§ Ações a realizar:
1/ Reproduza tudo o que vai de "Sustentados pelos avanços" até "a segunda opção)." no texto de origem.
2/ Liste as profissões que o texto de origem cita entre as pessoas que formam o fandom ARMY.

§ Texto de origem:
No meio dos protestos por todo os Estados Unidos depois do assassinato de George Floyd, a Teen Vogue publicou um editorial sobre o comportamento anti-negro entre os ARMYs. Os fãs e o próprio grupo tentaram corrigir isso policiando qualquer pessoa no fandom que apresentasse esse tipo de comportamento, enquanto lidavam com contradições dentro da comunidade. Espera-se que Whovians brancos copiem logo a atitude dos ARMYs. Conforme as redes sociais evoluíram, e os fãs evoluíram junto, os ARMYs são o maior sucesso de ativismo entre fãs até agora. Nicole Santero, uma estudante de PhD que administra o Research BTS — um projeto secundário que visa contar uma história mais ampla sobre o BTS e o impacto global do fandom através de diferentes tipos de dados, análises e percepções — resumiu as maneiras com quais os ARMYs, em particular, são tão bem organizados. “Eles têm um conjunto de sistemas e estruturas que os tornam eficientes e eficazes em se mobilizar,” ela diz. “E graças ao processo que já existe, novos fãs são ensinados pelos outros e aprendem rapidamente a como navegar seu próprio caminho dentro do fandom.”

Não importa a idade do ARMY, cada membro pode descobrir intuitivamente como eles podem contribuir para os objetivos gerais do fandom. Fãs ao redor do globo, que vêm de contextos amplamente diferentes, são encorajados a serem o mais engajados possível, e a participar nos projetos e campanhas dos fãs. E, ainda que o grupo cante e fale majoritariamente em coreano, os fãs se responsabilizam por promover e traduzir os materiais, “permitindo que a música e a mensagem do BTS a cruzar fronteiras e conectar com pessoas ao redor do mundo de um jeito que nunca vimos antes,” diz Santero.

Sustentados pelos avanços dos fandoms nas últimas décadas — diversidade, empoderamento, co-criação e participação — o fandom ARMY é formado por advogados, acadêmicos, tutores acadêmicos, designers gráficos, autores, artistas, profissionais do marketing e adolescentes que estão sempre online, todos contribuindo para a estrutura organizacional do fandom. Como resultado, os ARMYs estão em pé de igualdade com o BTS, ou talvez até mesmo os ultrapassem, em termos de trazer atenção para causas de caridade (a doação dos ARMYs comparada com a do grupo sugere a segunda opção).

§ Trechos do conjunto de dados sobre indicação de objetos:
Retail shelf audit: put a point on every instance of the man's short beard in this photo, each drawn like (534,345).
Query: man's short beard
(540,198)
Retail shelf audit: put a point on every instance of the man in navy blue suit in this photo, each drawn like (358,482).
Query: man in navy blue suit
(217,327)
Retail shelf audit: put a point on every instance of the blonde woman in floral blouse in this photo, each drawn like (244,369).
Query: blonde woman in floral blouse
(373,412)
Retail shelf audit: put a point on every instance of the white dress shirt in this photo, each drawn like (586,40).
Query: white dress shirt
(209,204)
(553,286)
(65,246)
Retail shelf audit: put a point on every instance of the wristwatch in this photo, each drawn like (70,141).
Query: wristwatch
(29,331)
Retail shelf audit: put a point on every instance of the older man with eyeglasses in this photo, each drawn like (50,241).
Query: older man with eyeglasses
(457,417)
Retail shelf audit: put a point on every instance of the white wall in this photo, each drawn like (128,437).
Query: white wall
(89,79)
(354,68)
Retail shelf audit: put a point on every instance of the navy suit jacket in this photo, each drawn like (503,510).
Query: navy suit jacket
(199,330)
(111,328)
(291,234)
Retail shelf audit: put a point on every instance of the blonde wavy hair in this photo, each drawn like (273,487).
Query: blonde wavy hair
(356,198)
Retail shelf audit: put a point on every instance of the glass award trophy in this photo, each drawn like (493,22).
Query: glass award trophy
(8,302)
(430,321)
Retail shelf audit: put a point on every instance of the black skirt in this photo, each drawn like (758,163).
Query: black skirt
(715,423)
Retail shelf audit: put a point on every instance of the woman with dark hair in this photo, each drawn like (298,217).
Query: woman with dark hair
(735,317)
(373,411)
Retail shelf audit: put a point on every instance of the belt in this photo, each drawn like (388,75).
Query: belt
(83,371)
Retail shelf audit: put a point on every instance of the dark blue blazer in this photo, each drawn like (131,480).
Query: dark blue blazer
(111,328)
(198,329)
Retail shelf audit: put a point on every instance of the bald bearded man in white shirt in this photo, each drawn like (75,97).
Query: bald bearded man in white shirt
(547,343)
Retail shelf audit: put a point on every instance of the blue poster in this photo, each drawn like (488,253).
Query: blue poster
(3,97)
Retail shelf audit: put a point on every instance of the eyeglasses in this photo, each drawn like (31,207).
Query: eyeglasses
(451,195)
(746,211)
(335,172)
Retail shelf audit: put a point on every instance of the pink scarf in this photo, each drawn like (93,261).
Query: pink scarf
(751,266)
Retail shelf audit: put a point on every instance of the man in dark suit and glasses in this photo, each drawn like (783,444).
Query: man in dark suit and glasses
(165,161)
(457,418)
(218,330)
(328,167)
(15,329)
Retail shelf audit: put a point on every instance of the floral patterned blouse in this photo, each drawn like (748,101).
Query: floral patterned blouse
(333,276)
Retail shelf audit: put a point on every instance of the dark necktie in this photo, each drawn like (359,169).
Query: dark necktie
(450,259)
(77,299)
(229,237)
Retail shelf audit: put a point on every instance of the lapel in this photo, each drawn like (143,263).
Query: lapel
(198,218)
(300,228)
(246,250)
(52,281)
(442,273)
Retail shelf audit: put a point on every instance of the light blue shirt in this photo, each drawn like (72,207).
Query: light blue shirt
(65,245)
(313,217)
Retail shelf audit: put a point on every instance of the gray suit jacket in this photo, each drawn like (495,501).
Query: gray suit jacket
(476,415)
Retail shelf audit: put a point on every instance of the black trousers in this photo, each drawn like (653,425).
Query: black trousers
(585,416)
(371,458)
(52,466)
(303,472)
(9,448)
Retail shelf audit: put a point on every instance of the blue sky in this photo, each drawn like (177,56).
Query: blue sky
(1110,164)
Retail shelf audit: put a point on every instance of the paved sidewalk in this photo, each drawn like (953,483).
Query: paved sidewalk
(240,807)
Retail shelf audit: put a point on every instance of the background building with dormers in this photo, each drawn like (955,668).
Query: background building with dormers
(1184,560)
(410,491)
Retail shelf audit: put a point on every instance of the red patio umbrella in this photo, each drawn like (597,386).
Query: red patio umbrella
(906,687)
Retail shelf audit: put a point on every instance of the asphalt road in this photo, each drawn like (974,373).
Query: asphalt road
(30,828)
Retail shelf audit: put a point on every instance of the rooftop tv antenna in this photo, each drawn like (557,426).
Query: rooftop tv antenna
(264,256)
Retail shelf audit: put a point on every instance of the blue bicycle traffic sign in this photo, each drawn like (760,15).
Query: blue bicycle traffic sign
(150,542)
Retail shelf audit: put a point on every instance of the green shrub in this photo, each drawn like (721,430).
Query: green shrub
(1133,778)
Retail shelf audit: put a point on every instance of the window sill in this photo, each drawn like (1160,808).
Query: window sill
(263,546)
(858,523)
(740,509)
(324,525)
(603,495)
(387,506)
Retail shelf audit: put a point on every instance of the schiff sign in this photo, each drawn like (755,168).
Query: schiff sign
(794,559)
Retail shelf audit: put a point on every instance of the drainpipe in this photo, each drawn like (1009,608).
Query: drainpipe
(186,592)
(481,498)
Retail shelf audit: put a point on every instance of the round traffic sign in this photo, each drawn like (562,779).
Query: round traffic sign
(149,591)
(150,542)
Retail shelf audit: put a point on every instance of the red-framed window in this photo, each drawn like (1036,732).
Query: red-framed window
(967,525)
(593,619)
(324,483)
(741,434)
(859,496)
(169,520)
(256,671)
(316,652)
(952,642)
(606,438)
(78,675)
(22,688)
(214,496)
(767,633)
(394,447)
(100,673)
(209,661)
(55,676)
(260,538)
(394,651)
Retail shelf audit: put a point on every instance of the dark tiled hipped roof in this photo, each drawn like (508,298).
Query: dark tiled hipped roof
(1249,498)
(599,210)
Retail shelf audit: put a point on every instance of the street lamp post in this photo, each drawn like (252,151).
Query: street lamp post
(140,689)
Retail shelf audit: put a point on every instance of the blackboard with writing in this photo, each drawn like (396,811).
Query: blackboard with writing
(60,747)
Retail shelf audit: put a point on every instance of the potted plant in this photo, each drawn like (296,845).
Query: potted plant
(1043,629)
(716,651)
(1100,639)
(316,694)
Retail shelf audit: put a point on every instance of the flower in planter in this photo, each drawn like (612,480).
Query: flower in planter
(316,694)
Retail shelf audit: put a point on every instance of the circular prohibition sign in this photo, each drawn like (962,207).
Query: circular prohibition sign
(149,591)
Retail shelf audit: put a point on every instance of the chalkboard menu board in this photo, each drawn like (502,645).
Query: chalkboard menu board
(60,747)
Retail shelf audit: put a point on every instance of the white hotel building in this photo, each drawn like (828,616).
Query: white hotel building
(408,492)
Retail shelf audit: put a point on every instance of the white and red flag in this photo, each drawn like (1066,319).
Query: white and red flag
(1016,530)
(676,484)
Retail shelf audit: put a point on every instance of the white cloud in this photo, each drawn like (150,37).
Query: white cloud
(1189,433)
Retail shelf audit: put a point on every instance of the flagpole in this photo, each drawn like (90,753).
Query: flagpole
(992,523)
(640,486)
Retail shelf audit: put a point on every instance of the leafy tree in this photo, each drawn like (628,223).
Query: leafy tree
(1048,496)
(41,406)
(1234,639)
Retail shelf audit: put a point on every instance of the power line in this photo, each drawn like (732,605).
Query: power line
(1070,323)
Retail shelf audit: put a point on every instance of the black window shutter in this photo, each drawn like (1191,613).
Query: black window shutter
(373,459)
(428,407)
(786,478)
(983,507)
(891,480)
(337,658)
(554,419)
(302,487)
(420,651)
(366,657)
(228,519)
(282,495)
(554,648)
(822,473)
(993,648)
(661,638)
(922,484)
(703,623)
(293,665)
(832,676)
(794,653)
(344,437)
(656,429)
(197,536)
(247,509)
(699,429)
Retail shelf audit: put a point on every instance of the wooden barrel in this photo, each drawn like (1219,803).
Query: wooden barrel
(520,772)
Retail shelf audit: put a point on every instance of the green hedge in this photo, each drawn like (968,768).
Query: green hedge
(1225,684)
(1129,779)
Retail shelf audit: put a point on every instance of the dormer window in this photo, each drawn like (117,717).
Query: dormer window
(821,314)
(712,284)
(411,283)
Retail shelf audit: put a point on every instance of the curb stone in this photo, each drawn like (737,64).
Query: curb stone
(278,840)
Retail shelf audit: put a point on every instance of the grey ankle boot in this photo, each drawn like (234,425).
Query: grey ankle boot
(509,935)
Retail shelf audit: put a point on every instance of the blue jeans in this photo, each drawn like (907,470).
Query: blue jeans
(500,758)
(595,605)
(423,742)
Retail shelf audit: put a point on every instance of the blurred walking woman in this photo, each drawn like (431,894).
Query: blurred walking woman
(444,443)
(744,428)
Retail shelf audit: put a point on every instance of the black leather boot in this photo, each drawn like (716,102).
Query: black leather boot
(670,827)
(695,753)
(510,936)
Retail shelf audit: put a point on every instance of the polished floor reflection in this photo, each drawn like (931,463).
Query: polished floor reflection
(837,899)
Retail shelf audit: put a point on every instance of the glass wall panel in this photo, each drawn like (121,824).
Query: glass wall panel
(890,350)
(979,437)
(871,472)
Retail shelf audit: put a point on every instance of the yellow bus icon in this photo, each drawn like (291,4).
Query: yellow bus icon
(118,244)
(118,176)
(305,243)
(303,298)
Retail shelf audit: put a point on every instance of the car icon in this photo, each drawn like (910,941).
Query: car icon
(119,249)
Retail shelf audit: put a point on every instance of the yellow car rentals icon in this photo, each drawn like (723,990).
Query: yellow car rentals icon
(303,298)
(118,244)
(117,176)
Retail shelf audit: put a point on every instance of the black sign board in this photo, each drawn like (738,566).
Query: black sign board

§ Respostas desenvolvidas:
1/
Sustentados pelos avanços dos fandoms nas últimas décadas — diversidade, empoderamento, co-criação e participação — o fandom ARMY é formado por advogados, acadêmicos, tutores acadêmicos, designers gráficos, autores, artistas, profissionais do marketing e adolescentes que estão sempre online, todos contribuindo para a estrutura organizacional do fandom. Como resultado, os ARMYs estão em pé de igualdade com o BTS, ou talvez até mesmo os ultrapassem, em termos de trazer atenção para causas de caridade (a doação dos ARMYs comparada com a do grupo sugere a segunda opção).

2/
- advogados
- acadêmicos
- tutores acadêmicos
- designers gráficos
- autores
- artistas
- profissionais do marketing